Exercise instructions
Format the listing below as a Markdown table with the columns "Row" and "Line", giving each non-blank line its own numbered row. Leave the pictures out of the answer.

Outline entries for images
━━━━━━━━━━━━━━━━━━━━━━━━━━━━━━

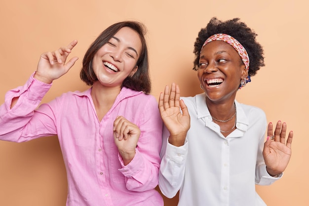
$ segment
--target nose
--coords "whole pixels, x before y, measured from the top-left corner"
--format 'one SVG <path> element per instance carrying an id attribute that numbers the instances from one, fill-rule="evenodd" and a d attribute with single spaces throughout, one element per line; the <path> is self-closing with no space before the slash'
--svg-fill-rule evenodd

━━━━━━━━━━━━━━━━━━━━━━━━━━━━━━

Complete answer
| Row | Line |
|---|---|
| 1 | $ segment |
| 2 | --target nose |
| 3 | --coords "whole pixels, x before y, measured from the top-left corner" |
| 4 | --format 'one SVG <path> element per instance carrying an id attribute that numbers the instances from one, fill-rule="evenodd" and a d attribute with single spaces throughout, one element per line; the <path> is self-closing with no space before the slash' |
| 5 | --svg-fill-rule evenodd |